> [Document segment]:

--- START ---

Perioperative methylprednisolone and outcome in neonates undergoing heart surgery
- PMID: 22271697
- PMCID: PMC3269116
- DOI: 10.1542/peds.2011-2034
Perioperative methylprednisolone and outcome in neonates undergoing heart surgery
Abstract
Background: Recent studies have called into question the benefit of perioperative corticosteroids in children undergoing heart surgery, but have been limited by the lack of placebo control, limited power, and grouping of various steroid regimens together in analysis. We evaluated outcomes across methylprednisolone regimens versus no steroids in a large cohort of neonates.
Methods: Clinical data from the Society of Thoracic Surgeons Database were linked to medication data from the Pediatric Health Information Systems Database for neonates (≤30 days) undergoing heart surgery (2004-2008) at 25 participating centers. Multivariable analysis adjusting for patient and center characteristics, surgical risk category, and within-center clustering was used to evaluate the association of methylprednisolone regimen with outcome.

--- END ---

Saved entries
--- START ---

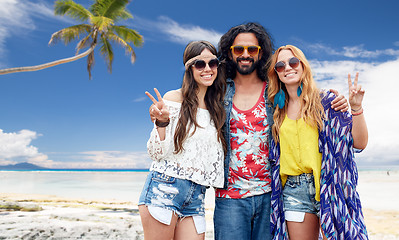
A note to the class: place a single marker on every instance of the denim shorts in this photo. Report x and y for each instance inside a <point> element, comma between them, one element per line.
<point>164,195</point>
<point>299,197</point>
<point>242,218</point>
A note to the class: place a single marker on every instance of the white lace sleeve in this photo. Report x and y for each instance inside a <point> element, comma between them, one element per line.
<point>158,149</point>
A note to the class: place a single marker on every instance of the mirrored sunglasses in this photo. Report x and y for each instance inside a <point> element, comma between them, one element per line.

--- END ---

Using the methylprednisolone abstract, decide whether each statement agrees with it, answering yes or no and quoting the words that decide it: (a) The study included neonates who had heart surgery at 25 participating centers. (b) Neonates in the study were defined as infants up to 60 days old. (c) Medication data came from the Pediatric Health Information Systems Database.

(a) Yes: "undergoing heart surgery (2004-2008) at 25 participating centers"
(b) No: "neonates (≤30 days)"
(c) Yes: "linked to medication data from the Pediatric Health Information Systems Database"